## EXCERPT
# New tool time!



## epicfail48 (Mar 27, 2014)

I actually wasnt sure where to put this. Its a new tool, but at the same time, i built it, so project showcase it is! Anyway, ladies, gentlemen, bob, allow me to present FrankenGrinder:










...wait, crap, wrong picture. Anyway, FrankenGrinder!


















Made from the finest scraps of 3/4 plywood, 1/2 mdf and various hardware leftover from projects past, powered by a 2hp DC motor, er, lets say liberated from a treadmill, she uses a 2x72 sanding belt to rip through steel at belt speeds ranging from 0-4000 sfpm. She pairs pretty nicely with the mini-forge I made last week and the electric heat-treat oven i plan on building next week. Finally time for me to start making knives again!

For anybody curious, i got the plans here:
http://www.ibuildit.ca/Workshop Projects/belt-grinder-1.html

Theres a lot of plans out there for making a KMG style belt grinder from metal, but like most woodworkers, im not exactly set up to work for metal. Mr Heiz's plans are entirely wood and easily sourced hardware, so they were pretty easy to knock together


----------



## Steve Neul (Sep 2, 2011)

You know, if you had allowed the space on under the belt it could have been a little stroke sander too. I like it.


----------



## Travico (Dec 25, 2012)

WOW!! That looks Wonderful!!!


----------



## hwebb99 (Nov 27, 2012)

I like it. When I finish my bowl lathe a sander is next on the list. Is there any reason it has 4 wheels? How well does the tracking work?


----------



## MEP1 (Aug 14, 2015)

I've wondered myself if I could use the set of metal English wheel dies from Harbor Freight for a homemade sander like that.


----------



## was2ndlast (Apr 11, 2014)

It's alive bwahahaha....


----------



## epicfail48 (Mar 27, 2014)

hwebb99 said:


> I like it. When I finish my bowl lathe a sander is next on the list. Is there any reason it has 4 wheels? How well does the tracking work?


The platen attached to the arm is actually removable, the arm actually takes whatever attachments I care to add, I.e contact wheels and the like, so its not limited to having 2. As far as why it has more than 2 wheels, I'm not entirely sure but I believe its to improve tracking at high speeds, so that when you're grinding metal the belt has less chance of walking of the belt due to there being more wheels to guid it. I dunno. 

As far as tracking goes, its really pretty good. Both the drive wheel and the idler wheel have a pretty good crown on them, so the belt likes staying centered on them anyway, and the tracking adjustment on the idler wheel do a pretty good job of keeping it centered on the platen. I fed some steel into the belt at 4000rpm, and the belt stayed centered.

## SOURCE MATERIAL
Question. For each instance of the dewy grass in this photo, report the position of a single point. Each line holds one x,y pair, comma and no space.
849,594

## TO BE DONE
1) Translate this sentence from the belt grinder thread into Spanish: "When I finish my bowl lathe a sander is next on the list."
2) Output the part of the belt grinder thread starting at "Theres a lot" and ending at "too. I like it.".

## OUTPUTS FOR THE TASKS
1) Cuando termine mi torno para cuencos, una lijadora es lo siguiente en la lista.

2)
Theres a lot of plans out there for making a KMG style belt grinder from metal, but like most woodworkers, im not exactly set up to work for metal. Mr Heiz's plans are entirely wood and easily sourced hardware, so they were pretty easy to knock together


----------



## Steve Neul (Sep 2, 2011)

You know, if you had allowed the space on under the belt it could have been a little stroke sander too. I like it.